■ Instructions to follow
Your reply should contain only the line with "Pick out the yellow" and the lines after it through the end of the data, each written out exactly.

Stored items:
━━━━━━━━

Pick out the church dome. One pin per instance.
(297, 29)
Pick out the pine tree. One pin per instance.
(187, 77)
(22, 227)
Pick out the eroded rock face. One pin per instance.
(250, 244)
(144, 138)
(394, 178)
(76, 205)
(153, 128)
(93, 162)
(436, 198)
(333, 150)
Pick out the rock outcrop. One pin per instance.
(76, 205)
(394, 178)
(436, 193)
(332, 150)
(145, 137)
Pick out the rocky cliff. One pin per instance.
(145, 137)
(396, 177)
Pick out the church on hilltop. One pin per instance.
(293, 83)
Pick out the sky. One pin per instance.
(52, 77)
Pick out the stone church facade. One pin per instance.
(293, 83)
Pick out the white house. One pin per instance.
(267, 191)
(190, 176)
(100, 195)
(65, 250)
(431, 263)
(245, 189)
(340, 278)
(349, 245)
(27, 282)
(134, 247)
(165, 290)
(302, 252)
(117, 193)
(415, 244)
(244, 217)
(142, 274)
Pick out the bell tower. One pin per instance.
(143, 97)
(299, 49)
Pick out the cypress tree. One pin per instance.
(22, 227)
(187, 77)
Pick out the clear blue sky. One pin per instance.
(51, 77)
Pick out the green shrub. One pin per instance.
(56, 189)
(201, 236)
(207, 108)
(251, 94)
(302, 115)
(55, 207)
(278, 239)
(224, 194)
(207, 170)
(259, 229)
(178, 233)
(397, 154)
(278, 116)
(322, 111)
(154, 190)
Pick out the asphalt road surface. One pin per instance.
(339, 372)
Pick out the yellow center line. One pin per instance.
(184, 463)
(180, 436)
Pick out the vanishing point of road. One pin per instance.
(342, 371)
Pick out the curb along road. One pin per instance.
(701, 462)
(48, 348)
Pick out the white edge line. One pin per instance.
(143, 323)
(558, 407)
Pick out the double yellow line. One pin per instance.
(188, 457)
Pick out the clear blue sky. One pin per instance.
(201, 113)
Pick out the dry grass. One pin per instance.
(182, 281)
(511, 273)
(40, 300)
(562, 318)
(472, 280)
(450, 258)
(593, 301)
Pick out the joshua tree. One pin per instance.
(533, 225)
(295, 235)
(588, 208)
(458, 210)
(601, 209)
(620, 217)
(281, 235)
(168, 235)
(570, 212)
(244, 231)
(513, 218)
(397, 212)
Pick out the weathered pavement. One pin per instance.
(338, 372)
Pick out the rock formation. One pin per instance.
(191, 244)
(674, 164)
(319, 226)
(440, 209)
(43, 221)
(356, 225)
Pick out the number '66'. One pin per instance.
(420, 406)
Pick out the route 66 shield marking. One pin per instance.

━━━━━━━━

■ Answer to this problem
Pick out the yellow center line. One pin per instance.
(184, 463)
(180, 436)
Pick out the vanishing point of road. One pin per instance.
(342, 371)
Pick out the curb along road. One pin per instance.
(701, 462)
(48, 348)
Pick out the white edge line. One pin per instance.
(143, 323)
(558, 407)
Pick out the double yellow line. One pin per instance.
(188, 457)
Pick out the clear blue sky. One pin per instance.
(201, 113)
Pick out the dry grass. One pin per instance.
(182, 281)
(511, 273)
(40, 300)
(562, 318)
(472, 280)
(450, 258)
(593, 301)
Pick out the joshua tree. One pin per instance.
(533, 225)
(295, 235)
(588, 208)
(458, 210)
(601, 209)
(620, 217)
(281, 235)
(168, 235)
(570, 212)
(244, 231)
(513, 218)
(397, 212)
Pick out the weathered pavement. One pin per instance.
(338, 372)
Pick out the rock formation. One pin per instance.
(191, 244)
(674, 164)
(319, 226)
(440, 209)
(43, 221)
(356, 225)
Pick out the number '66'. One pin per instance.
(420, 406)
Pick out the route 66 shield marking. One pin per instance.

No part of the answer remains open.